+++ Excerpted passage +++

Cut squash in half, seed it, and place it cut side down in a baking dish with about 1/2 inch of water. Bake at 350° until squash is tender when pierced, about 1 hour. Let squash stand until cool enough to handle; cut off skin and cut squash into 3/4-inch chunks. There should be about 5 cups of squash. Place squash in the center of a 9 x 13 baking dish.
Meanwhile, combine turkey, garlic, onion, basil, mint, cilantro, ginger, and red pepper flakes in a large frying pan. Stir often over medium-high heat until meat and onion are lightly browned, about 10 minutes. Stir flour into meat mixture, then mix in broth, 3 tablespoons vinegar, and fish sauce. Stir until bubbling and thick; remove from heat.
Tuck potatoes around squash pieces; spoon turkey mixture over vegetables and spread to make level. If making ahead, cover and chill up to 1 day.

+++ Items +++

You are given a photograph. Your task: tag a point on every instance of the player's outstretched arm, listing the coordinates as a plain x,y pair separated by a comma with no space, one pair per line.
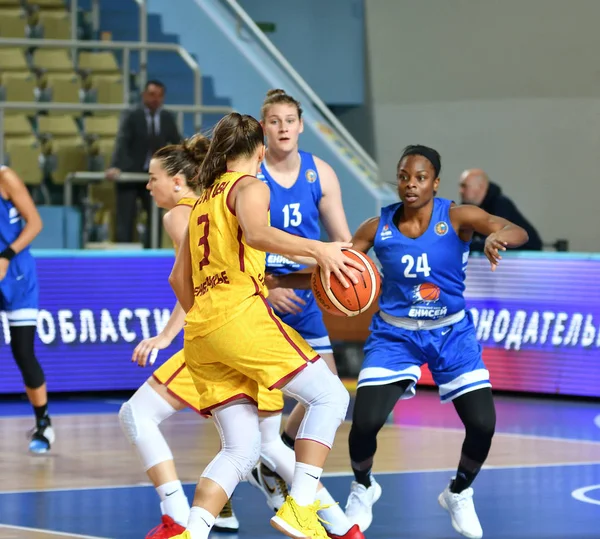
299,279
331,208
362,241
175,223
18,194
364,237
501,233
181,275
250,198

+++

*Written request:*
Pick up the squash and turkey recipe where it stops and keep writing it. This data has no connection to the recipe text.

*Reply:*
In a medium saucepan smoothly blend coconut-citrus topping ingredients. Bring to a boil over medium-high heat, stirring constantly. Then reduce heat and simmer gently, stirring often, for 5 minutes.
Pour coconut-citrus topping evenly over turkey mixture. Bake uncovered at 375° until topping is browned at casserole edges and juices are bubbling, 50-60 minutes.
Gently mix grated carrot and 1 tablespoon vinegar in a small bowl. Spread carrot mixture down the middle of the casserole, top with optional chilies, and encircle rim of casserole with optional herb sprigs.
Makes 8 servings.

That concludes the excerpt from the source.